● **ESERCIZIO ASSEGNATO A**
Elenchi ogni riga delle voci in cui compare la stringa "grass", copiandola per intero. La distinzione tra maiuscole e minuscole è rilevante.

● **DOCUMENTO DI PARTENZA**
────────────────────────────────────────

Poi arrivano, uno dopo l’altro, stancamente, e dalla foga che ci mettono, una pizza piegata in due e infilata in bocca, sembrano non notare la differenza: non avete senso poetico, dico io. Ridono, quindi mio figlio sputa pezzi di salsiccia, ma io non sono mai stata così seria. La pizza va mangiata caldissima, la pasta va mangiata appena scolata, un attimo dopo che i piatti sono stati riempiti. Bisogna essere già seduti a tavola, praticamente con le forchette a mezz’aria, bisogna essere pronti, e soprattutto non bisogna disunirsi. Sennò che succede?, mi provoca mio figlio. “Sennò è brutto”, rispondo io, e vado a cercare, ma solo dopo aver finito la pizza, una poesia di Patrizia Cavalli per dirlo, visto che le mie parole sono inefficaci.
Butta la pasta, arrivo!
Ah che gioia, mi danno da mangiare.
L’acqua però non bolle, non ancora.
Che qualcuno stia lì a scaldare
l’acqua e poi arrivare in tempo
prima che la pasta scuocia
o che magari sia diventata fredda,
in quel momento esatto sempre
un po’ isterico, sì proprio in quel momento
quasi sacro della scolatura,
questa fretta felice prima o poi,
anche ai più disgraziati,
a tutti tocca.
Leggo la poesia tra i cartoni di pizza semivuoti, e in effetti mio figlio dopo qualche secondo di riflessione dice che mi riconosce in quel “momento esatto sempre un po’ isterico”. Quando era piccolo mi dava sempre ragione. Per consolarmi, mangio tutte le croste di pizza fredde rimaste nei piatti.

────────────────────────────────────────

● **ESERCIZIO ASSEGNATO B**
Ripeta parola per parola la parte del brano sulla pizza che si apre con le parole contenenti "Che qualcuno stia" e si chiude con "rimaste nei piatti.".

────────────────────────────────────────

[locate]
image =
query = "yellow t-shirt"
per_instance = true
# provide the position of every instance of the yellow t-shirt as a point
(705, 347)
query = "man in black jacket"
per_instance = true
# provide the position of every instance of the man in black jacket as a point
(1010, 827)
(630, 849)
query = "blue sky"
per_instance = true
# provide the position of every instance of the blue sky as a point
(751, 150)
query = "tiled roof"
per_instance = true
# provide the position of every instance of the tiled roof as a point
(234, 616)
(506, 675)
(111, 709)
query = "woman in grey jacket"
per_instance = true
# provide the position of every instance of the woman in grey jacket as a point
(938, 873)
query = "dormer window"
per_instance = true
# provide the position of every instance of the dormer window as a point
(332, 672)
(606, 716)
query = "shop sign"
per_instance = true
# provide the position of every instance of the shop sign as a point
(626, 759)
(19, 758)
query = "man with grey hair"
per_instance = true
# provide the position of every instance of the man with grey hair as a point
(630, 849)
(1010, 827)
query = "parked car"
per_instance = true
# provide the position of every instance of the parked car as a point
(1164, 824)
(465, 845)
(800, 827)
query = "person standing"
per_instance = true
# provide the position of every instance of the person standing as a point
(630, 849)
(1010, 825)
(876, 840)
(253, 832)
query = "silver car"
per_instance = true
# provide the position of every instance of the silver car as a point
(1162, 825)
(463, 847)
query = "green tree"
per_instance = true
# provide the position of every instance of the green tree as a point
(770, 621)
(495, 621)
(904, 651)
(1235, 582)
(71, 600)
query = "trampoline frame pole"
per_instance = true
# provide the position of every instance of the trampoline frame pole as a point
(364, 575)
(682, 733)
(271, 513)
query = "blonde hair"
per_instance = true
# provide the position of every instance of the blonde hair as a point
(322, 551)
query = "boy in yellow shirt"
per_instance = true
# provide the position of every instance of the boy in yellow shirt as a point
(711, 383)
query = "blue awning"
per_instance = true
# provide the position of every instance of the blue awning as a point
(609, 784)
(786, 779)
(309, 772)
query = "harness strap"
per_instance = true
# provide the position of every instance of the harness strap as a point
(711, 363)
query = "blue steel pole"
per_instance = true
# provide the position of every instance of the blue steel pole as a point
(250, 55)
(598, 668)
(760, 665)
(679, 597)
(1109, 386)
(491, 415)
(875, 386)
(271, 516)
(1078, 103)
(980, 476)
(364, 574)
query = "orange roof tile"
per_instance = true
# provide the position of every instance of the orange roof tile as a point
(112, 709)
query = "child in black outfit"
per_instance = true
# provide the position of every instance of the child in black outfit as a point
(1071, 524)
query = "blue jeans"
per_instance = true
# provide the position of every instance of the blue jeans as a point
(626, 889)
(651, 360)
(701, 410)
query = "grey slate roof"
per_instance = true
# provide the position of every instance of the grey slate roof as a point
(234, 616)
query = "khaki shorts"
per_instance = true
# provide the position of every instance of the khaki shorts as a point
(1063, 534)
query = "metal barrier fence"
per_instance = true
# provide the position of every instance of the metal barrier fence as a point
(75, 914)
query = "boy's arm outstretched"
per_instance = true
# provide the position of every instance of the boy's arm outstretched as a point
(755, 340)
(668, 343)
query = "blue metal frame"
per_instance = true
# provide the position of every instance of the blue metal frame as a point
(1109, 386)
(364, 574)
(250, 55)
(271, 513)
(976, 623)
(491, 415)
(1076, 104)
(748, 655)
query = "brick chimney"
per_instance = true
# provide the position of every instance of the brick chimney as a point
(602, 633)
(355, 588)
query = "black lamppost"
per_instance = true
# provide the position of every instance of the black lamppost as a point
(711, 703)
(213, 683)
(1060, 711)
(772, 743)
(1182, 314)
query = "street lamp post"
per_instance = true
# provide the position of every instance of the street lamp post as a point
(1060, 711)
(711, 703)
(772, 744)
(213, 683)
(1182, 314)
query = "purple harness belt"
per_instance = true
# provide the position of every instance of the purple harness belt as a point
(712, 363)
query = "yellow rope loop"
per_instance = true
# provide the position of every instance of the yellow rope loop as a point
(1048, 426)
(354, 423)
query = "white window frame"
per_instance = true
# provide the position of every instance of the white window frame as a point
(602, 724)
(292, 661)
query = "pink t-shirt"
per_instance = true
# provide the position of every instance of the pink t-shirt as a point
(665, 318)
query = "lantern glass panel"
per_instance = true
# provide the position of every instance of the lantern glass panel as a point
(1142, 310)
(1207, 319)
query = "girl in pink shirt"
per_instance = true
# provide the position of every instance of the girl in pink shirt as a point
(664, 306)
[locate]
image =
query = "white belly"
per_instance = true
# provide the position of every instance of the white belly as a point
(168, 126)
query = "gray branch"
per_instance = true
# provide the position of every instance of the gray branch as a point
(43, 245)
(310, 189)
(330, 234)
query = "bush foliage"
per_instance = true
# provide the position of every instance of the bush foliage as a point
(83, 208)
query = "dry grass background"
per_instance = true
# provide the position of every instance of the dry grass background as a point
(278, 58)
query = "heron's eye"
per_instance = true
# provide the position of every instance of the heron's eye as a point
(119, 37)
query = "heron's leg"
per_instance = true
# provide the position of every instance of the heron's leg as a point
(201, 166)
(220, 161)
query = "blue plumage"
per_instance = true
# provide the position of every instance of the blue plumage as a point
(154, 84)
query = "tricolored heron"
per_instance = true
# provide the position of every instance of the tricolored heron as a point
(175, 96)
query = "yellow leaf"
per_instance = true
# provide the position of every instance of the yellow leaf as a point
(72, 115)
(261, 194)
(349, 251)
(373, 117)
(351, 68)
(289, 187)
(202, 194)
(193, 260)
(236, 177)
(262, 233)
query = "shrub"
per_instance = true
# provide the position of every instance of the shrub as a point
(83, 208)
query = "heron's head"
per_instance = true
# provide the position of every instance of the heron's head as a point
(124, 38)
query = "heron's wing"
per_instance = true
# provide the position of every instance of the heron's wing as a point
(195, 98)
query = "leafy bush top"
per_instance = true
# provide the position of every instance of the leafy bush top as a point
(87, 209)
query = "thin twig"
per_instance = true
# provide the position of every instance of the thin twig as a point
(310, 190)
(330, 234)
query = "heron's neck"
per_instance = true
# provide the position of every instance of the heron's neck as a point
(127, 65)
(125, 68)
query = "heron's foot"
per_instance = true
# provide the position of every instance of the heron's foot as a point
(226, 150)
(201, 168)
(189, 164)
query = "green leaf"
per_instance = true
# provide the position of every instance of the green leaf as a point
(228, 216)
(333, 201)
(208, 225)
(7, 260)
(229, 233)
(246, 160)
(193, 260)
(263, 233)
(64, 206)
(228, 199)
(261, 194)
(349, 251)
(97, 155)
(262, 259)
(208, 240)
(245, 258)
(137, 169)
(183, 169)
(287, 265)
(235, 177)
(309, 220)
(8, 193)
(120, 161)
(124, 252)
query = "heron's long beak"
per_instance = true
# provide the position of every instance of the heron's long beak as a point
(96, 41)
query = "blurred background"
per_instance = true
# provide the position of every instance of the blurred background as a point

────────────────────────────────────────

● **RISULTATO A**
query = "dry grass background"
# provide the position of every instance of the dry grass background as a point

● **RISULTATO B**
Che qualcuno stia lì a scaldare
l’acqua e poi arrivare in tempo
prima che la pasta scuocia
o che magari sia diventata fredda,
in quel momento esatto sempre
un po’ isterico, sì proprio in quel momento
quasi sacro della scolatura,
questa fretta felice prima o poi,
anche ai più disgraziati,
a tutti tocca.
Leggo la poesia tra i cartoni di pizza semivuoti, e in effetti mio figlio dopo qualche secondo di riflessione dice che mi riconosce in quel “momento esatto sempre un po’ isterico”. Quando era piccolo mi dava sempre ragione. Per consolarmi, mangio tutte le croste di pizza fredde rimaste nei piatti.